Task to carry out: Please return the lines of the data that contain "black".

Data for review:
□ □ □ □ □ □ □

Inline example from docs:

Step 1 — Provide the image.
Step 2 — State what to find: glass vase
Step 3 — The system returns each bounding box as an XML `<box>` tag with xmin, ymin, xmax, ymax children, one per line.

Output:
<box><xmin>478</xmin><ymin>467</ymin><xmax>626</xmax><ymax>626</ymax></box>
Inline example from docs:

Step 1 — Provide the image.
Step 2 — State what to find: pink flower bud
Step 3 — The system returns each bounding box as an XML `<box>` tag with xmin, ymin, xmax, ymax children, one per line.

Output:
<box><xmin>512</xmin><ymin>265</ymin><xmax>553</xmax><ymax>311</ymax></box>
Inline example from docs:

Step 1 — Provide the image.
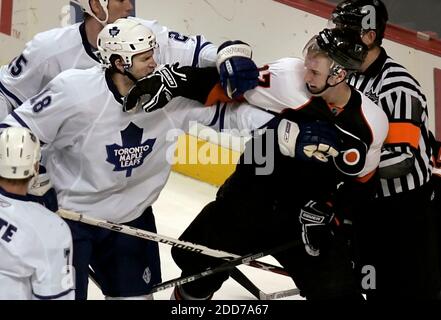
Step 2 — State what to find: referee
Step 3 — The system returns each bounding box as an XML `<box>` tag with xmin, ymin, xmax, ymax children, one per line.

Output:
<box><xmin>331</xmin><ymin>0</ymin><xmax>440</xmax><ymax>299</ymax></box>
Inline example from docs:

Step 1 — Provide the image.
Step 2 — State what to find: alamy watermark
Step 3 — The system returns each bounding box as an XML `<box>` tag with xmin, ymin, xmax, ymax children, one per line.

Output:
<box><xmin>361</xmin><ymin>264</ymin><xmax>376</xmax><ymax>290</ymax></box>
<box><xmin>165</xmin><ymin>121</ymin><xmax>276</xmax><ymax>176</ymax></box>
<box><xmin>361</xmin><ymin>5</ymin><xmax>377</xmax><ymax>30</ymax></box>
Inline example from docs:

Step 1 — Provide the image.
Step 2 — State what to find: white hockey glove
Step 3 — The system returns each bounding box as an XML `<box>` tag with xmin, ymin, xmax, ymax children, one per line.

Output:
<box><xmin>216</xmin><ymin>40</ymin><xmax>259</xmax><ymax>99</ymax></box>
<box><xmin>28</xmin><ymin>167</ymin><xmax>58</xmax><ymax>212</ymax></box>
<box><xmin>277</xmin><ymin>119</ymin><xmax>339</xmax><ymax>163</ymax></box>
<box><xmin>299</xmin><ymin>200</ymin><xmax>335</xmax><ymax>256</ymax></box>
<box><xmin>123</xmin><ymin>63</ymin><xmax>187</xmax><ymax>113</ymax></box>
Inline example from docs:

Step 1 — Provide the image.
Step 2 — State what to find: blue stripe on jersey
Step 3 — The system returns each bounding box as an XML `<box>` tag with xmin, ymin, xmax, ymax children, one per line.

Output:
<box><xmin>11</xmin><ymin>111</ymin><xmax>30</xmax><ymax>129</ymax></box>
<box><xmin>0</xmin><ymin>81</ymin><xmax>23</xmax><ymax>106</ymax></box>
<box><xmin>33</xmin><ymin>288</ymin><xmax>74</xmax><ymax>300</ymax></box>
<box><xmin>0</xmin><ymin>124</ymin><xmax>11</xmax><ymax>129</ymax></box>
<box><xmin>219</xmin><ymin>103</ymin><xmax>227</xmax><ymax>132</ymax></box>
<box><xmin>208</xmin><ymin>102</ymin><xmax>222</xmax><ymax>127</ymax></box>
<box><xmin>200</xmin><ymin>42</ymin><xmax>212</xmax><ymax>50</ymax></box>
<box><xmin>9</xmin><ymin>111</ymin><xmax>47</xmax><ymax>146</ymax></box>
<box><xmin>192</xmin><ymin>36</ymin><xmax>203</xmax><ymax>67</ymax></box>
<box><xmin>199</xmin><ymin>42</ymin><xmax>212</xmax><ymax>57</ymax></box>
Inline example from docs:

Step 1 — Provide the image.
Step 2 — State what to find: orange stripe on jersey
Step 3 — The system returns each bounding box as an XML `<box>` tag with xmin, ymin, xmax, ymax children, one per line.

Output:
<box><xmin>356</xmin><ymin>170</ymin><xmax>376</xmax><ymax>183</ymax></box>
<box><xmin>205</xmin><ymin>83</ymin><xmax>233</xmax><ymax>106</ymax></box>
<box><xmin>385</xmin><ymin>123</ymin><xmax>420</xmax><ymax>149</ymax></box>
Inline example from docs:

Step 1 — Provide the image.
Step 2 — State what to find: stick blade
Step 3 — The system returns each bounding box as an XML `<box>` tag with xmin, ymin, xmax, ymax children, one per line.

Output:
<box><xmin>57</xmin><ymin>208</ymin><xmax>81</xmax><ymax>221</ymax></box>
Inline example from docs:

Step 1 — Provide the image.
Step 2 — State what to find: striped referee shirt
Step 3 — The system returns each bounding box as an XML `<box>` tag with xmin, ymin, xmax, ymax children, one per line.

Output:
<box><xmin>348</xmin><ymin>48</ymin><xmax>432</xmax><ymax>197</ymax></box>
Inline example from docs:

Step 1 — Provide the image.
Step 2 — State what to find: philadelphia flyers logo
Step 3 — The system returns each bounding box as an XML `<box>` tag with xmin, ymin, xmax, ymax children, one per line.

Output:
<box><xmin>343</xmin><ymin>148</ymin><xmax>361</xmax><ymax>166</ymax></box>
<box><xmin>333</xmin><ymin>125</ymin><xmax>368</xmax><ymax>176</ymax></box>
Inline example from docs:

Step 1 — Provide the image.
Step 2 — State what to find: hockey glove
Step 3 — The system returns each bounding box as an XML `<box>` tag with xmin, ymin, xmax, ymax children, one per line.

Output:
<box><xmin>123</xmin><ymin>63</ymin><xmax>188</xmax><ymax>113</ymax></box>
<box><xmin>299</xmin><ymin>200</ymin><xmax>335</xmax><ymax>257</ymax></box>
<box><xmin>277</xmin><ymin>119</ymin><xmax>339</xmax><ymax>163</ymax></box>
<box><xmin>28</xmin><ymin>166</ymin><xmax>59</xmax><ymax>212</ymax></box>
<box><xmin>216</xmin><ymin>40</ymin><xmax>259</xmax><ymax>99</ymax></box>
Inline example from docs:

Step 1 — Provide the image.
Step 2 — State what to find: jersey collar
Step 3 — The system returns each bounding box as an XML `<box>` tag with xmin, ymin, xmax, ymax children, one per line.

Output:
<box><xmin>346</xmin><ymin>86</ymin><xmax>362</xmax><ymax>111</ymax></box>
<box><xmin>0</xmin><ymin>187</ymin><xmax>32</xmax><ymax>202</ymax></box>
<box><xmin>105</xmin><ymin>70</ymin><xmax>124</xmax><ymax>105</ymax></box>
<box><xmin>358</xmin><ymin>47</ymin><xmax>388</xmax><ymax>78</ymax></box>
<box><xmin>79</xmin><ymin>22</ymin><xmax>100</xmax><ymax>63</ymax></box>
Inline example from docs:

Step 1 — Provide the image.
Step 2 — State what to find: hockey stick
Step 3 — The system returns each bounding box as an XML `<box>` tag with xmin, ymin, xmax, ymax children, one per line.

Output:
<box><xmin>230</xmin><ymin>267</ymin><xmax>300</xmax><ymax>300</ymax></box>
<box><xmin>88</xmin><ymin>267</ymin><xmax>100</xmax><ymax>288</ymax></box>
<box><xmin>230</xmin><ymin>268</ymin><xmax>261</xmax><ymax>299</ymax></box>
<box><xmin>88</xmin><ymin>255</ymin><xmax>298</xmax><ymax>300</ymax></box>
<box><xmin>57</xmin><ymin>208</ymin><xmax>289</xmax><ymax>277</ymax></box>
<box><xmin>148</xmin><ymin>240</ymin><xmax>301</xmax><ymax>295</ymax></box>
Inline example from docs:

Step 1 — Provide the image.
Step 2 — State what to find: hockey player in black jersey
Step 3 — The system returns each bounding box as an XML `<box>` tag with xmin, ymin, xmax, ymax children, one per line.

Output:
<box><xmin>124</xmin><ymin>28</ymin><xmax>388</xmax><ymax>299</ymax></box>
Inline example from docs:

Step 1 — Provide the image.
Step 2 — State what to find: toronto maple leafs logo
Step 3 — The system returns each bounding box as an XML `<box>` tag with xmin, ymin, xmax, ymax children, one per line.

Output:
<box><xmin>109</xmin><ymin>26</ymin><xmax>120</xmax><ymax>37</ymax></box>
<box><xmin>106</xmin><ymin>123</ymin><xmax>156</xmax><ymax>177</ymax></box>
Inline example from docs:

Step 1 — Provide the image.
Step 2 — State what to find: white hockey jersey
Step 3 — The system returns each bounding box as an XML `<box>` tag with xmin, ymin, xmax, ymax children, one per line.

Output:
<box><xmin>0</xmin><ymin>188</ymin><xmax>74</xmax><ymax>300</ymax></box>
<box><xmin>244</xmin><ymin>57</ymin><xmax>388</xmax><ymax>179</ymax></box>
<box><xmin>244</xmin><ymin>57</ymin><xmax>311</xmax><ymax>113</ymax></box>
<box><xmin>0</xmin><ymin>17</ymin><xmax>217</xmax><ymax>118</ymax></box>
<box><xmin>1</xmin><ymin>67</ymin><xmax>272</xmax><ymax>223</ymax></box>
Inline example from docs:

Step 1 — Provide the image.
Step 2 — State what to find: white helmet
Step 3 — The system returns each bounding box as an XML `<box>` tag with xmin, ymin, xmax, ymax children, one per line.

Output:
<box><xmin>72</xmin><ymin>0</ymin><xmax>110</xmax><ymax>25</ymax></box>
<box><xmin>97</xmin><ymin>18</ymin><xmax>157</xmax><ymax>68</ymax></box>
<box><xmin>0</xmin><ymin>127</ymin><xmax>41</xmax><ymax>180</ymax></box>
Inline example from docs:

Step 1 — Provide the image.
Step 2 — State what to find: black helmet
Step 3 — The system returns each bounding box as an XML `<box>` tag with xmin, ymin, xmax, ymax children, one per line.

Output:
<box><xmin>331</xmin><ymin>0</ymin><xmax>388</xmax><ymax>45</ymax></box>
<box><xmin>313</xmin><ymin>28</ymin><xmax>368</xmax><ymax>72</ymax></box>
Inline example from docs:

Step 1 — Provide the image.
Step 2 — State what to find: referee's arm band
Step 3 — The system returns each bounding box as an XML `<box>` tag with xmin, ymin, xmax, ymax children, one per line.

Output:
<box><xmin>385</xmin><ymin>122</ymin><xmax>420</xmax><ymax>149</ymax></box>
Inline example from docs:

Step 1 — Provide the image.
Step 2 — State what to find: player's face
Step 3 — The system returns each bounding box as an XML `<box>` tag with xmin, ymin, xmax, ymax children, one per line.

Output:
<box><xmin>304</xmin><ymin>54</ymin><xmax>332</xmax><ymax>95</ymax></box>
<box><xmin>107</xmin><ymin>0</ymin><xmax>134</xmax><ymax>23</ymax></box>
<box><xmin>130</xmin><ymin>50</ymin><xmax>157</xmax><ymax>80</ymax></box>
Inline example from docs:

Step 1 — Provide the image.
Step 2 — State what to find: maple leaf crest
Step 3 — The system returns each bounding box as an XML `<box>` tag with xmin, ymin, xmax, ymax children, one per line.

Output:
<box><xmin>106</xmin><ymin>123</ymin><xmax>156</xmax><ymax>177</ymax></box>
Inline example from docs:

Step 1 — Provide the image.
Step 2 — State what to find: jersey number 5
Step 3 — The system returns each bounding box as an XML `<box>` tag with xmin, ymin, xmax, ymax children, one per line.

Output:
<box><xmin>8</xmin><ymin>54</ymin><xmax>28</xmax><ymax>77</ymax></box>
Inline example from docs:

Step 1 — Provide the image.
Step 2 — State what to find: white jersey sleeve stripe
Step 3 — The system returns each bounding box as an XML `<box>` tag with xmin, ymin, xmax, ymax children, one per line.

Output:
<box><xmin>207</xmin><ymin>102</ymin><xmax>222</xmax><ymax>127</ymax></box>
<box><xmin>191</xmin><ymin>35</ymin><xmax>203</xmax><ymax>67</ymax></box>
<box><xmin>11</xmin><ymin>111</ymin><xmax>33</xmax><ymax>131</ymax></box>
<box><xmin>219</xmin><ymin>104</ymin><xmax>228</xmax><ymax>132</ymax></box>
<box><xmin>9</xmin><ymin>112</ymin><xmax>48</xmax><ymax>147</ymax></box>
<box><xmin>191</xmin><ymin>36</ymin><xmax>213</xmax><ymax>68</ymax></box>
<box><xmin>0</xmin><ymin>81</ymin><xmax>23</xmax><ymax>106</ymax></box>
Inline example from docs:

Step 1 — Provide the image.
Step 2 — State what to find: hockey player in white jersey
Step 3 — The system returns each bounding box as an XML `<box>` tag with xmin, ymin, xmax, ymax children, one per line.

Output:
<box><xmin>0</xmin><ymin>127</ymin><xmax>74</xmax><ymax>300</ymax></box>
<box><xmin>0</xmin><ymin>0</ymin><xmax>217</xmax><ymax>119</ymax></box>
<box><xmin>0</xmin><ymin>0</ymin><xmax>218</xmax><ymax>223</ymax></box>
<box><xmin>0</xmin><ymin>18</ymin><xmax>288</xmax><ymax>300</ymax></box>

□ □ □ □ □ □ □

Task response:
Step 2 — State what to find: hockey player in black jersey
Step 2 — State what to find: black helmet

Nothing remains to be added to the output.